◆ **Stated goal a**: For each of the statements (i), (ii) and (iii), answer yes or no to show whether it agrees with the forum thread about moving into a boyfriend's house, and quote the words from the thread that decide it. (i) Bronte thinks it would be better from the boyfriend's point of view if sammieh paid rent. (ii) babaduck disagrees with sammieh's partner. (iii) sammieh has been with her boyfriend for two years.

# If I move into his house



## sammieh (4 Jan 2010)

Hi. Not sure if I am posting this in the right area. But I am just wondering what would the law be if..... 
I have my own house & my boyfriend of four years has his own house. We would like to take things to the next level and move in together. 
problem is I have a child from a previous relationship and he is naturally worried if I would have any rights over his house if the relationship broke up in a few years time. what would the law be in this case??

Thanks in advance for any help you can give.


----------



## Slash (5 Jan 2010)

Whatever about the legal situation, are you sure you have thought this out fully? You are intending to move in with him, with your child, and he is thinking about financial consequences of a possible break up in a few years. What does that tell you about him?

If he is so worried, let him talk to a solicitor and get proper, reliable legal advice so as to protect himself. Then he'll be able to sleep at night, poor love.


----------



## Mel (5 Jan 2010)

+1 to that.


----------



## Bronte (5 Jan 2010)

He is right to raise issues in advance so as to avoid trouble down the line.  Are you going to be paying rent or the mortgage to him?  If you make a contribution to the house then in the event of you splitting up you may have acquired property rights but you cannnot know this in advance.  You can do up a legal agreement to clarify the situation.  From his point of view it would be preferable if you were paying rent.


----------



## babaduck (5 Jan 2010)

Actually, I agree with sammieh's partner.  I think it's very wise to consider the "what if's" before taking such a step.  If they were to buy a house together, their solicitor would ensure they do something similar (tenants in common) in case god forbid, they split up.  And it's happened to lots of people... even here on AAM!

I have heard of similar situations where the homeowner was sued for part of the home by the mover-in and the mover-in won the case.  So he's perfectly sane and not selfish to thrash this out in advance.  If it was me, I'd probably do the same.


----------



## sammieh (5 Jan 2010)

Yes we have thought this out fully, and have talked about this none stop for the last number of mths, we are currantly running between both our houses and feel that after four years we have to do something. 

We had heard about partners having rights to original owners property by living in the premises after a number of years and naturally we both want to protect ourselves. 
Bronte and babaduck thank you for the positive response that I was looking for, and Bronte you have more or less clarified what my thinking on the situation would be. 

Thanks again.


----------



## Mel (5 Jan 2010)

I wasn't trying to be negative, but from the short outline you gave, you are uprooting you and your child which is a huge upheaval for you. Your partner's concern is that he might lose out on his property. 
Of course you need to sort something out, but as Slash pointed out, he's a big boy, let him worry about it himself. You on the other hand need to think about you and your child. 
From personal experience I would advise against the move without some committment over and above his worry that you might have some rights to his house down the line. Which is another way of saying if you break up then you and your child will be forced to move again.

◆ **Stated goal b**: Rewrite the lines of the listing from the line containing "Practice step: pin every instance of the small" through the end of the listing, replacing "small white card" with "small index card" and leaving everything else unchanged.

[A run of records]

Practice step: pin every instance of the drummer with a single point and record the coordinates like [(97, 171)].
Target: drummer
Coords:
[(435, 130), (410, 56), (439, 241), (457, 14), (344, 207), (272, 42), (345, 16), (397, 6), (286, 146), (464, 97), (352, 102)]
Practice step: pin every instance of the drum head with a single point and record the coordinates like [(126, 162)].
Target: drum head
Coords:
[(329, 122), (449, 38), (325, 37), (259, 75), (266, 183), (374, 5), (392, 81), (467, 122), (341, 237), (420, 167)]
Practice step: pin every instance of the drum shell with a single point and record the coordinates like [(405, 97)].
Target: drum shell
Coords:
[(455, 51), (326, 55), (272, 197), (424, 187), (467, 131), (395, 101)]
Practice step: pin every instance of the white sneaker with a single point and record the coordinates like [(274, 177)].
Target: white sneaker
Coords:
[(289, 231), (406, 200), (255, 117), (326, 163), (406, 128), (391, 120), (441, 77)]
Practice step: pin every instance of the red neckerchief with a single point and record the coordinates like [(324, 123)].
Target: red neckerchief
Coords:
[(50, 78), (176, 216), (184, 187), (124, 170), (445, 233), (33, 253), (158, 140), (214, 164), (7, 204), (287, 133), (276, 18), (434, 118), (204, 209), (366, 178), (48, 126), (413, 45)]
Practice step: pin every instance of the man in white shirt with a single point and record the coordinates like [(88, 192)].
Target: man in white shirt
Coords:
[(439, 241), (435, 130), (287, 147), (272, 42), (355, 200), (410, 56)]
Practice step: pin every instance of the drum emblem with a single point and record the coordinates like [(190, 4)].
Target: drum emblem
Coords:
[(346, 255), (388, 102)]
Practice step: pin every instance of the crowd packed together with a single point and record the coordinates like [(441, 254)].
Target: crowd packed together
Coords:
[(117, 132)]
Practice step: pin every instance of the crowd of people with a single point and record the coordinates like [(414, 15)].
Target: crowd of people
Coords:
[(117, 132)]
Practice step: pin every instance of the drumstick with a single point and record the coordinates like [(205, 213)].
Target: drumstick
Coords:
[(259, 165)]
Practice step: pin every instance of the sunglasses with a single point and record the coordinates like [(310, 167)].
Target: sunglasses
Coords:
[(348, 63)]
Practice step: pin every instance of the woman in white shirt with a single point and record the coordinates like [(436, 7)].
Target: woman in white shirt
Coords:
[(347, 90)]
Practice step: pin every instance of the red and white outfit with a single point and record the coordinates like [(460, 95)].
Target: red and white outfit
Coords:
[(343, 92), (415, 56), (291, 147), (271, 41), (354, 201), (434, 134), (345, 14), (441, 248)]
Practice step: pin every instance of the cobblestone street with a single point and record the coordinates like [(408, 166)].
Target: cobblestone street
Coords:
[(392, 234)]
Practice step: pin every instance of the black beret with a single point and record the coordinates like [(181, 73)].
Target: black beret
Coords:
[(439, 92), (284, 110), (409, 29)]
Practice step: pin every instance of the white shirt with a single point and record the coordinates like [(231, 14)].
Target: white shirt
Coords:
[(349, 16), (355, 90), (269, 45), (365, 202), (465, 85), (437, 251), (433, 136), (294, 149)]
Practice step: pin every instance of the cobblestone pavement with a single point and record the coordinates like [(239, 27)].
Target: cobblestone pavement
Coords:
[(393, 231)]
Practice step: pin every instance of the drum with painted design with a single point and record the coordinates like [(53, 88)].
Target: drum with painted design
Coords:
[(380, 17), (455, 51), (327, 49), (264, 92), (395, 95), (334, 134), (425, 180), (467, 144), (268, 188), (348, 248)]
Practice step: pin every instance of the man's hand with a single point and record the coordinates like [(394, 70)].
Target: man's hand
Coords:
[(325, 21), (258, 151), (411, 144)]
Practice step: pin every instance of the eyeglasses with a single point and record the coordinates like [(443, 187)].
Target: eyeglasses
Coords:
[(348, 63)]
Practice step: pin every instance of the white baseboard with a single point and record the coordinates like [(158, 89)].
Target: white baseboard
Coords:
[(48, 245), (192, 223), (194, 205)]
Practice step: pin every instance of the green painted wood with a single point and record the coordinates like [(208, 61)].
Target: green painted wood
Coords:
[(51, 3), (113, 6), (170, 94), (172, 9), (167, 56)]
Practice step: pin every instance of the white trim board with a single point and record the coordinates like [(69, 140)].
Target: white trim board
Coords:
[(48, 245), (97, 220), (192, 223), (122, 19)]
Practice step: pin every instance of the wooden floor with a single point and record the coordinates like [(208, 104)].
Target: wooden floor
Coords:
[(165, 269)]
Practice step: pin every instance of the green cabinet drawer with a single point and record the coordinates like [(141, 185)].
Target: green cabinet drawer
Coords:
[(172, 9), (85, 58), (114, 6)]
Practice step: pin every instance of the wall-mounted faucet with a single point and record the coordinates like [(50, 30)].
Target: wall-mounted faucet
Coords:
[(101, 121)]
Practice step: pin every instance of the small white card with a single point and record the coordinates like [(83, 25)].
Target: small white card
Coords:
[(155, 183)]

◆ **Correct answer a**:
(i) Yes: "From his point of view it would be preferable if you were paying rent."
(ii) No: "Actually, I agree with sammieh's partner."
(iii) No: "my boyfriend of four years"

◆ **Correct answer b**:
Practice step: pin every instance of the small index card with a single point and record the coordinates like [(83, 25)].
Target: small index card
Coords:
[(155, 183)]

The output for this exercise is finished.